- [Written task]
Rewrite the lines of the records below as a numbered list, leaving out the blank lines.

- [Task material]
* * * * * * *

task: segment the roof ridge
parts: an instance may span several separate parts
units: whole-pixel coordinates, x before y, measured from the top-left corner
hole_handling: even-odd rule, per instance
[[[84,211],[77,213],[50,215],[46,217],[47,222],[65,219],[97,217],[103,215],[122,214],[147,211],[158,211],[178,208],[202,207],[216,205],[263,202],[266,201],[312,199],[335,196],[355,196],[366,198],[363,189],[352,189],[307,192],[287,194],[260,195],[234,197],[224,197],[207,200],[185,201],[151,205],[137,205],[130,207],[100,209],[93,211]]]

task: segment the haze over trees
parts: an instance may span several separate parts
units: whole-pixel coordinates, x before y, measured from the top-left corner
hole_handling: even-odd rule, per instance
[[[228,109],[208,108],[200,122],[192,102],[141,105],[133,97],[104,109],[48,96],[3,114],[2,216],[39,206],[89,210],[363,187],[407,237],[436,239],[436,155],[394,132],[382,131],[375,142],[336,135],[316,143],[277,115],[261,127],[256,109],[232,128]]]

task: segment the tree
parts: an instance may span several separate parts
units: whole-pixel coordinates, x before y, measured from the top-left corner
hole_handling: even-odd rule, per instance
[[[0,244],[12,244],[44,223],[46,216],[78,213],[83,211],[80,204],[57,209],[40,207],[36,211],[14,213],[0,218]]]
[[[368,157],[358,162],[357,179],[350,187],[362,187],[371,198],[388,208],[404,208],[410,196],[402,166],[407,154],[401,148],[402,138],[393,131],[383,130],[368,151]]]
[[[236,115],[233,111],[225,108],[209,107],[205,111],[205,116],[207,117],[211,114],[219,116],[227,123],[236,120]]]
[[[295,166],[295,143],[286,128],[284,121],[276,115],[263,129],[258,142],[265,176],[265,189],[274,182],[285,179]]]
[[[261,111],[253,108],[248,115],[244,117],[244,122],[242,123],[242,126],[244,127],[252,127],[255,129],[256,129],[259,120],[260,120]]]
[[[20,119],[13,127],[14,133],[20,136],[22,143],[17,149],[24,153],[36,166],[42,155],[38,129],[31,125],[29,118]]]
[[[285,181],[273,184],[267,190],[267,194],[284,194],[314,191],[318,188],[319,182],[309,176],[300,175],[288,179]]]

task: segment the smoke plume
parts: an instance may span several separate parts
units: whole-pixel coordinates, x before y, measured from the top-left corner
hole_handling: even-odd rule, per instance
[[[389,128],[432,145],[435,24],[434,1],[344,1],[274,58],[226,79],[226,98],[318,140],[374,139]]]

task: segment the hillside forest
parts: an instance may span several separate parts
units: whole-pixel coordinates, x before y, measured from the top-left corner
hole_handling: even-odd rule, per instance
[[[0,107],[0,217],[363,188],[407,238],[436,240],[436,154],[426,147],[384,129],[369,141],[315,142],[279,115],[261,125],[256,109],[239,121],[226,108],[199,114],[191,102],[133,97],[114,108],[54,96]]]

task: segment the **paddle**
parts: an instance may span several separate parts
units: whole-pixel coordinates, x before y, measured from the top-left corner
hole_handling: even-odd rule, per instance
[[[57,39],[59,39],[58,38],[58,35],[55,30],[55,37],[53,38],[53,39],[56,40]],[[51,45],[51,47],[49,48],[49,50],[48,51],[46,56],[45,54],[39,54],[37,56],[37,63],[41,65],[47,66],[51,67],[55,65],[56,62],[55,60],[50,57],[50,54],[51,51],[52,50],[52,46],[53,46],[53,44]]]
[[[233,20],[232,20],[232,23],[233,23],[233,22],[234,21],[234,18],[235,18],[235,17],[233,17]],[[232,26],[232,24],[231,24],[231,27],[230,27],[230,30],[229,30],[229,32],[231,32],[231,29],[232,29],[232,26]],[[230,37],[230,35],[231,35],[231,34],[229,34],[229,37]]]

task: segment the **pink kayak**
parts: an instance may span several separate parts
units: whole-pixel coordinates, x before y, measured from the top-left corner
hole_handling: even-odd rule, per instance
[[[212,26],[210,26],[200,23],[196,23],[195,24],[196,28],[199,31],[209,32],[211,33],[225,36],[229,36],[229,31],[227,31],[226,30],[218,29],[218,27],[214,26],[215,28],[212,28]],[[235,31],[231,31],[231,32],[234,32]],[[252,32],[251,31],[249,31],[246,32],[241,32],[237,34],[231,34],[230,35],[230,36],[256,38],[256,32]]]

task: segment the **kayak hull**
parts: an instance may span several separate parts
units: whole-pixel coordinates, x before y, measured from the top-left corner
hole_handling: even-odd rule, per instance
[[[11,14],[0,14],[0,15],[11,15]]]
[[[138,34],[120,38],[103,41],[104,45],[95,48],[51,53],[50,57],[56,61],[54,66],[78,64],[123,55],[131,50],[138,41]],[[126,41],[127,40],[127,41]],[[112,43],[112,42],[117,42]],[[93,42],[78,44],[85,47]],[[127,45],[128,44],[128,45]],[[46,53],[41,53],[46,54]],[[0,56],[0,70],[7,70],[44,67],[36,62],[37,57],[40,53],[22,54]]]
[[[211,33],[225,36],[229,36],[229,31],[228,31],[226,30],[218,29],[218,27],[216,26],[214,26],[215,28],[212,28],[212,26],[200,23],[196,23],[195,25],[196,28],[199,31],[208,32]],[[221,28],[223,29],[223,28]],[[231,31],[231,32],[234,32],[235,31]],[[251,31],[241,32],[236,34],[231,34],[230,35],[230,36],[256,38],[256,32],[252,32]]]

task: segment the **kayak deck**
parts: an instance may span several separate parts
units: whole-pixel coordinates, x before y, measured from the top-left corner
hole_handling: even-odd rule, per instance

* * * * * * *

- [Answer to this problem]
1. task: segment the roof ridge
2. parts: an instance may span several separate parts
3. units: whole-pixel coordinates, x before y, measured from the top-left corner
4. hole_handling: even-odd rule, per instance
5. [[[84,211],[77,213],[50,215],[46,217],[47,222],[65,219],[97,217],[103,215],[122,214],[147,211],[158,211],[178,208],[202,207],[216,205],[263,202],[266,201],[312,199],[335,196],[355,196],[366,198],[363,189],[352,189],[307,192],[287,194],[260,195],[234,197],[224,197],[207,200],[185,201],[151,205],[137,205],[130,207],[100,209],[93,211]]]
6. task: segment the haze over trees
7. parts: an instance may span several separate parts
8. units: whole-pixel coordinates, x before y, measured from the top-left corner
9. hole_handling: even-odd rule, per instance
10. [[[228,109],[208,108],[200,122],[192,102],[141,105],[133,97],[104,109],[48,96],[3,114],[2,216],[39,206],[89,210],[363,187],[407,237],[436,239],[436,155],[394,132],[382,131],[375,142],[336,135],[316,143],[277,115],[261,127],[256,109],[232,128]]]
11. task: segment the tree
12. parts: an instance may span several separate parts
13. units: whole-pixel coordinates, x before y, measured from the top-left corner
14. hole_handling: even-odd rule, per instance
15. [[[0,244],[12,244],[44,223],[46,216],[78,213],[83,211],[80,204],[57,209],[40,207],[36,211],[14,213],[0,218]]]
16. [[[368,157],[358,162],[357,179],[350,187],[362,187],[371,198],[388,208],[404,208],[410,196],[402,166],[407,154],[401,148],[402,138],[393,131],[383,130],[368,151]]]
17. [[[236,115],[233,111],[225,108],[209,107],[205,111],[205,116],[207,117],[211,114],[219,116],[227,123],[236,120]]]
18. [[[295,166],[295,143],[286,128],[284,121],[276,115],[263,129],[258,142],[265,176],[265,189],[274,182],[285,179]]]
19. [[[261,111],[253,108],[248,115],[244,117],[244,122],[242,123],[242,126],[244,127],[252,127],[255,129],[256,129],[259,120],[260,120]]]
20. [[[20,119],[13,127],[14,133],[20,136],[22,143],[17,149],[24,153],[36,166],[42,155],[38,129],[31,125],[29,118]]]
21. [[[285,181],[273,184],[267,190],[267,194],[284,194],[314,191],[318,188],[319,182],[309,176],[300,175],[288,179]]]
22. task: segment the smoke plume
23. parts: an instance may span several separate parts
24. units: whole-pixel coordinates, x before y, measured from the top-left corner
25. hole_handling: even-odd rule, per instance
26. [[[389,128],[432,145],[435,24],[434,1],[344,1],[274,58],[226,79],[226,98],[318,140],[374,139]]]
27. task: segment the hillside forest
28. parts: an instance may span several separate parts
29. units: whole-pixel coordinates, x before y, measured from the top-left corner
30. hole_handling: even-odd rule, per instance
31. [[[0,107],[0,217],[363,188],[407,238],[436,240],[436,154],[426,147],[384,129],[369,141],[315,142],[279,115],[261,125],[256,109],[239,121],[226,108],[199,114],[191,102],[133,97],[114,108],[54,96]]]
32. task: segment the **paddle**
33. parts: an instance may span several separate parts
34. units: whole-pixel coordinates, x before y, measured from the top-left corner
35. hole_handling: even-odd rule, per instance
36. [[[57,39],[59,39],[58,38],[58,35],[55,30],[55,37],[53,38],[53,39],[56,40]],[[51,45],[51,47],[49,48],[49,50],[48,51],[46,56],[45,54],[39,54],[37,56],[37,63],[41,65],[47,66],[51,67],[55,65],[56,62],[55,60],[50,57],[50,54],[51,51],[52,50],[52,46],[53,46],[53,44]]]
37. [[[233,20],[232,20],[232,23],[233,23],[233,22],[234,21],[234,18],[235,18],[235,17],[233,17]],[[232,26],[232,24],[231,24],[231,27],[230,27],[230,30],[229,30],[229,32],[231,32],[231,29],[232,29],[232,26]],[[230,37],[230,35],[231,35],[231,34],[229,34],[229,37]]]
38. task: segment the **pink kayak**
39. parts: an instance may span several separate parts
40. units: whole-pixel coordinates, x before y, measured from the top-left corner
41. hole_handling: even-odd rule, per instance
42. [[[212,26],[210,26],[200,23],[196,23],[195,24],[196,28],[199,31],[209,32],[211,33],[225,36],[229,36],[229,31],[227,31],[226,30],[218,29],[218,27],[214,26],[215,28],[212,28]],[[235,31],[231,31],[231,32],[234,32]],[[252,32],[251,31],[249,31],[246,32],[241,32],[237,34],[231,34],[230,35],[230,36],[256,38],[256,32]]]
43. task: segment the **kayak hull**
44. parts: an instance may span several separate parts
45. units: whole-pixel coordinates, x before y, measured from the top-left corner
46. hole_handling: even-odd rule, per instance
47. [[[11,14],[0,14],[0,15],[11,15]]]
48. [[[138,34],[120,38],[103,41],[104,45],[95,48],[51,53],[50,57],[56,61],[54,66],[78,64],[123,55],[131,50],[138,41]],[[126,41],[127,40],[127,41]],[[112,43],[112,42],[117,42]],[[93,42],[78,44],[85,47]],[[127,45],[128,44],[128,45]],[[46,53],[41,53],[46,54]],[[0,56],[0,70],[7,70],[44,67],[36,62],[37,57],[40,53],[22,54]]]
49. [[[211,33],[225,36],[229,36],[229,31],[228,31],[226,30],[218,29],[218,27],[216,26],[214,26],[215,28],[212,28],[212,26],[200,23],[196,23],[195,25],[196,28],[199,31],[208,32]],[[221,28],[223,29],[223,28]],[[231,31],[231,32],[234,32],[235,31]],[[251,31],[241,32],[236,34],[231,34],[230,35],[230,36],[256,38],[256,32],[252,32]]]
50. task: segment the **kayak deck**
51. parts: an instance may span several separate parts
52. units: whole-pixel coordinates, x before y, measured from the top-left corner
53. hole_handling: even-odd rule, per instance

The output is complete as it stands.